- The data -
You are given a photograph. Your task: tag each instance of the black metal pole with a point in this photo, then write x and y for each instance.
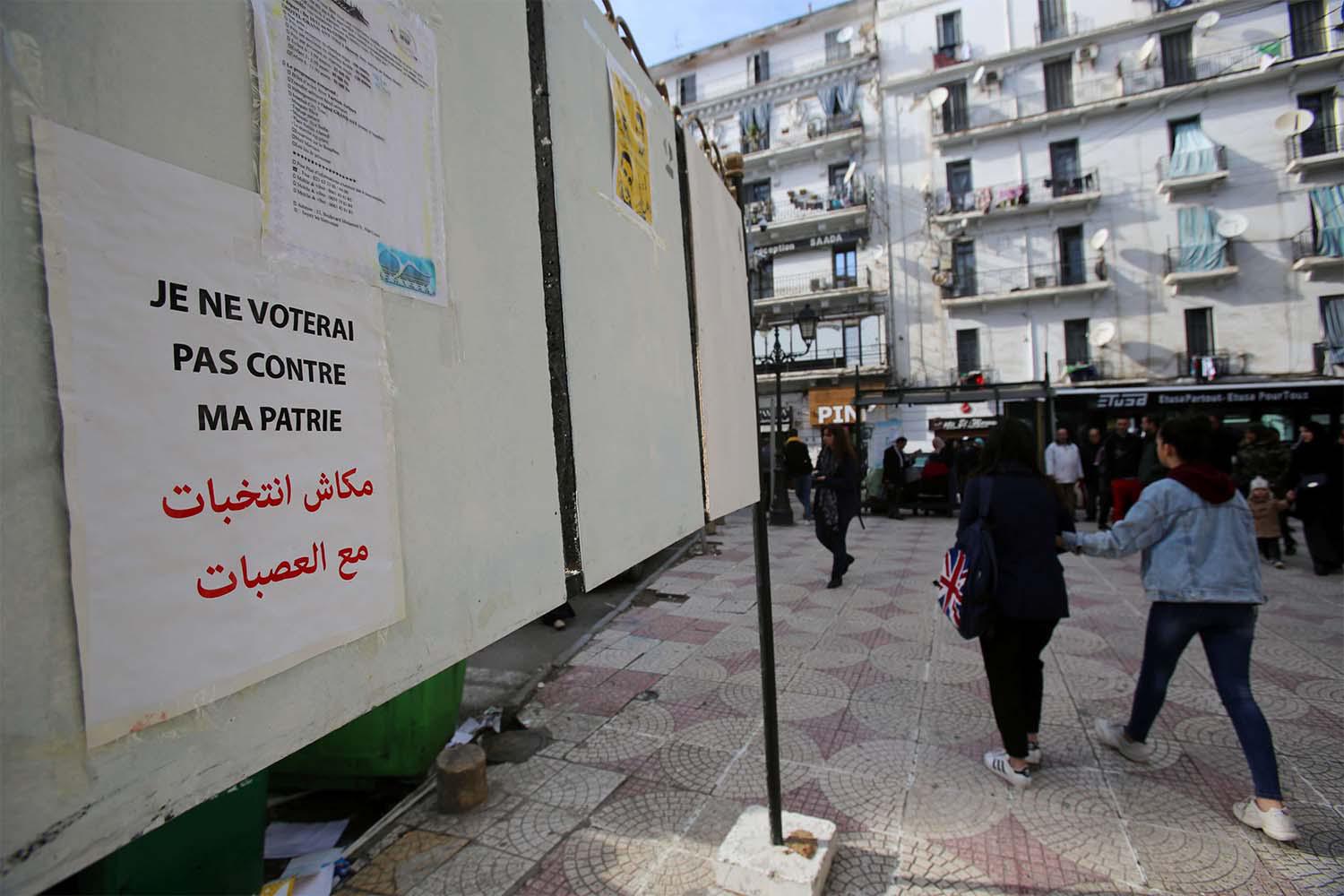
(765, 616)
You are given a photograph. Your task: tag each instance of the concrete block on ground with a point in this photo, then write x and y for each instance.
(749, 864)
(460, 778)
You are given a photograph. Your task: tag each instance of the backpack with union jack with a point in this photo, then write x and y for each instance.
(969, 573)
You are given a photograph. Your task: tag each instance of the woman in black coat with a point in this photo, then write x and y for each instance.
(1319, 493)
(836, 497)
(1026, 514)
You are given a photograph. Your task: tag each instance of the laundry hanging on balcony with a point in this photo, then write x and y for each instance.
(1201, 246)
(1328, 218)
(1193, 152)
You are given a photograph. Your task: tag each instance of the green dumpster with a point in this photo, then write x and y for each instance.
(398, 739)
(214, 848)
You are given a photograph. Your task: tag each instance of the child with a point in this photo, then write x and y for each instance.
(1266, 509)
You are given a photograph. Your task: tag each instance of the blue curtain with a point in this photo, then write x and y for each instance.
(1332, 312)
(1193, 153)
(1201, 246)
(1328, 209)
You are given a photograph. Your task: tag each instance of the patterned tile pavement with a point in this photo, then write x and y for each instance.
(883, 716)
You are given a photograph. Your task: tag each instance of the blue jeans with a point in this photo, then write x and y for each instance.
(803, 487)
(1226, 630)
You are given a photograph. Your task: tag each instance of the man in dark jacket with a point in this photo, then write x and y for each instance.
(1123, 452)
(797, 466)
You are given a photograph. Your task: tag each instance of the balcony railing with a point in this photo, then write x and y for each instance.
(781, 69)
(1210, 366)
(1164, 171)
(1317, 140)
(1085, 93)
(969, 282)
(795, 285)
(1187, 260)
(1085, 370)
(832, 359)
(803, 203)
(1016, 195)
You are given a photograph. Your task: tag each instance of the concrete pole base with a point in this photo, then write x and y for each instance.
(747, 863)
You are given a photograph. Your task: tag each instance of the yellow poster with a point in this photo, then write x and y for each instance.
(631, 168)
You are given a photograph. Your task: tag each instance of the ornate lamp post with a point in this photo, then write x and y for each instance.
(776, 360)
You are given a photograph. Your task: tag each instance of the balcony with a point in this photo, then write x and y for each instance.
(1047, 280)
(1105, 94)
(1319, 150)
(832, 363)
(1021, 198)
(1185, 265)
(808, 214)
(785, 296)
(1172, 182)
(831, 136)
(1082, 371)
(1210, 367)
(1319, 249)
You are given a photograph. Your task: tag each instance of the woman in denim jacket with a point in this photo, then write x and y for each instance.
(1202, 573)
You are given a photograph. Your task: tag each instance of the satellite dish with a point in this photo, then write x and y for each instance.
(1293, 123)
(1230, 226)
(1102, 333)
--
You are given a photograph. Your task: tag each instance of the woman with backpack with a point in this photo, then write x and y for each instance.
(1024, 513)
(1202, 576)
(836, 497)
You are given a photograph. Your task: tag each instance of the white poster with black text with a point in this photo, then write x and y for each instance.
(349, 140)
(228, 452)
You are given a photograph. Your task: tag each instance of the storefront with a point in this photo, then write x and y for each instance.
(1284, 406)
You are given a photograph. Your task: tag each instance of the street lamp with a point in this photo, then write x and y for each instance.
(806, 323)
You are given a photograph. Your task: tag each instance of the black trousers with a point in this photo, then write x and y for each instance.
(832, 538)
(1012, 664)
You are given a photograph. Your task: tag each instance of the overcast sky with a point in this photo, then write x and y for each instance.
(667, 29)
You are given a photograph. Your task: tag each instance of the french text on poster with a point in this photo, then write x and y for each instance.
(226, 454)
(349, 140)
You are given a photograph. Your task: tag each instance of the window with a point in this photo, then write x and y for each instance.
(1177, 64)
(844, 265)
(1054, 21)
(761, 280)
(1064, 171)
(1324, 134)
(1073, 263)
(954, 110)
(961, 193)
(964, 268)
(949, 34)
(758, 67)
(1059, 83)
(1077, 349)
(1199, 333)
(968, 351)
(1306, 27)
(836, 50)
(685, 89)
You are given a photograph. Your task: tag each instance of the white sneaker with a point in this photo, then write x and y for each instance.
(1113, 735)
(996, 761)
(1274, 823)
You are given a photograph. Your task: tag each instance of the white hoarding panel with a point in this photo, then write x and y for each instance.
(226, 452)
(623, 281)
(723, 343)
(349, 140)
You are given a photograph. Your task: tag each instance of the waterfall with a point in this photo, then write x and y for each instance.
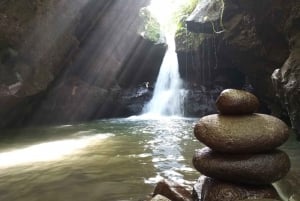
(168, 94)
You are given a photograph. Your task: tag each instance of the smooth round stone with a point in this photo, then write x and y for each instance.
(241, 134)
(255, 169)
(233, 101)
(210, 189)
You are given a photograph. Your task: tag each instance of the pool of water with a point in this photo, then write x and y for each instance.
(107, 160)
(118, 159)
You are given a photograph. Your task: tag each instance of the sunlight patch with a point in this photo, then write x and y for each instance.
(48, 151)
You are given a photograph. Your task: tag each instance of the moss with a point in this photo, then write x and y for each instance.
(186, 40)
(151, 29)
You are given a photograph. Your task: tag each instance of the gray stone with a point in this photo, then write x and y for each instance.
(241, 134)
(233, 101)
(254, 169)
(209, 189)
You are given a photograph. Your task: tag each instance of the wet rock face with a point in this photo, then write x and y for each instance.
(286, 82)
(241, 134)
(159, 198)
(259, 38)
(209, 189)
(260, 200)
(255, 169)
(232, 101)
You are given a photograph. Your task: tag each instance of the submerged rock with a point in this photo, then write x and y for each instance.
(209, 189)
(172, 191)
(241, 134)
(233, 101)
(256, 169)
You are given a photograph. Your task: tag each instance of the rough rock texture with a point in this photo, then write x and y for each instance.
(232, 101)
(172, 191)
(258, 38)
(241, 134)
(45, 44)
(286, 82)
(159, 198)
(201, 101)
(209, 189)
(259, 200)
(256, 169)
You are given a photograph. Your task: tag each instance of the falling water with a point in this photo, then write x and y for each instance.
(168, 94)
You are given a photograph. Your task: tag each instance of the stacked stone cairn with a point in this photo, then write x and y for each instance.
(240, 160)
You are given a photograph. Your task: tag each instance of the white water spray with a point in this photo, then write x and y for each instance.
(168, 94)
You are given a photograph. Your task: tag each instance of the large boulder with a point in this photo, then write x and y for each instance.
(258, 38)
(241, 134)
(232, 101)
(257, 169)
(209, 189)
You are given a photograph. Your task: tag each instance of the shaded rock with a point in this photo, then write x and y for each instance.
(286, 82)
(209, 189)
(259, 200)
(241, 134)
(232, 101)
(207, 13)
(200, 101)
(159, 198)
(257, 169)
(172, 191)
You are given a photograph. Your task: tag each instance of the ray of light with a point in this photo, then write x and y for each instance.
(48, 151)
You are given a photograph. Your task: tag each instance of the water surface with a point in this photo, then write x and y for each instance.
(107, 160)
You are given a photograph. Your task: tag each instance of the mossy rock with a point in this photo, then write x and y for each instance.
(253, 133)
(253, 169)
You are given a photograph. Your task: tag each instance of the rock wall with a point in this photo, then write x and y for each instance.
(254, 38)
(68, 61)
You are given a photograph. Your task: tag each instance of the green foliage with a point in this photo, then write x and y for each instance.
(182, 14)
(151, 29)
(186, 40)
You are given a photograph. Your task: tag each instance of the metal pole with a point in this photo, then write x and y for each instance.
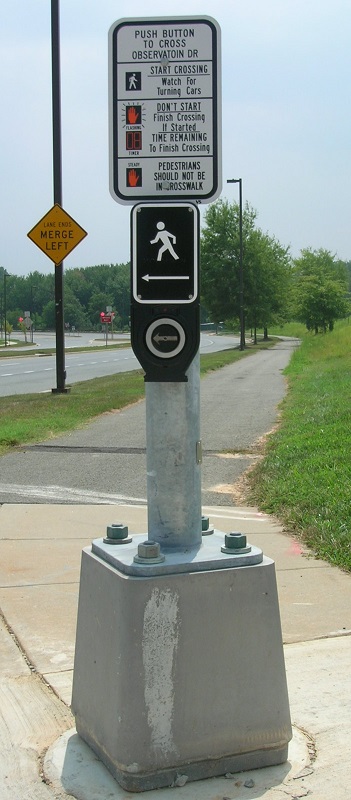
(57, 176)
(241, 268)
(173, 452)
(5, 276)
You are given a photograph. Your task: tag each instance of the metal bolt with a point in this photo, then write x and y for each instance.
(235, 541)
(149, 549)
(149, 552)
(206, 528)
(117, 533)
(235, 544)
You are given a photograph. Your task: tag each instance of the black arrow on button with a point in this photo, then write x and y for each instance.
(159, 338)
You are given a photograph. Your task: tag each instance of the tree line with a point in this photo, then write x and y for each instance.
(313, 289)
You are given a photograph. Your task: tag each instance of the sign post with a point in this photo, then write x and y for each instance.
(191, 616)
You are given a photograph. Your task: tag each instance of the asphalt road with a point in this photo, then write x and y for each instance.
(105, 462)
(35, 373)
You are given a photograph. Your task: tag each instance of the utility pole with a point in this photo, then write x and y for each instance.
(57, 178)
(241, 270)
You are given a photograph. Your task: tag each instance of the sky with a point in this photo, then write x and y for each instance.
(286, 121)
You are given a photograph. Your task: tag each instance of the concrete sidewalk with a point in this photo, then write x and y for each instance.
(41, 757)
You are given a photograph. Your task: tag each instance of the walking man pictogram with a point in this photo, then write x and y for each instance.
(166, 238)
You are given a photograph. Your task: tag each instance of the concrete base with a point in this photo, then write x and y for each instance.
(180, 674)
--
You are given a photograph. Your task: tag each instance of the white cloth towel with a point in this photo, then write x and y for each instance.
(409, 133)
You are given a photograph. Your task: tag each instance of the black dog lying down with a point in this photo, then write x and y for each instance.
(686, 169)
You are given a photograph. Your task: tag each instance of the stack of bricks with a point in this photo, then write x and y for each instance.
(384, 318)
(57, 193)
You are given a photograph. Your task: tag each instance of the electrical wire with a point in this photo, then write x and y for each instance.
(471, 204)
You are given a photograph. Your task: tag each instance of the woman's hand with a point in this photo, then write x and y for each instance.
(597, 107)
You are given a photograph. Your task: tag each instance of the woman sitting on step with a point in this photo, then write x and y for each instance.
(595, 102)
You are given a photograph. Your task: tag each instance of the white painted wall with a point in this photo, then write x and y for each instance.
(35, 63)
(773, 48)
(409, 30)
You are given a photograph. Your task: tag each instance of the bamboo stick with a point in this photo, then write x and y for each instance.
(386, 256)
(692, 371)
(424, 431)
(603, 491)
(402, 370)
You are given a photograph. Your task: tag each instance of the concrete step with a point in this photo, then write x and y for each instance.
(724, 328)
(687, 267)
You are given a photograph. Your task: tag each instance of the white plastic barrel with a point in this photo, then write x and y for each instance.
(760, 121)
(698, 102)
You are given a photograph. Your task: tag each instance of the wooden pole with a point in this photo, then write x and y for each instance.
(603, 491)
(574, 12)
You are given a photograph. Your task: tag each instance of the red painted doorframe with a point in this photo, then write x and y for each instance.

- Work required -
Starting at the line above that holds "the white plastic" and ending at the line that holds "the red painted", transcribe each line exactly and include no other lines.

- Your solution -
You are given a photograph. Your task: tag each instance of the white plastic barrel with a point in this photo, then write x and y for each instance.
(760, 121)
(698, 102)
You are given a photograph. Your task: tag each instance of the wooden pole with a point in this photo, then write x and y for each instance.
(603, 491)
(574, 12)
You are given a photograph. Your task: tag each instance of the red painted doorframe with a point in this photo, then write x and y for each instance.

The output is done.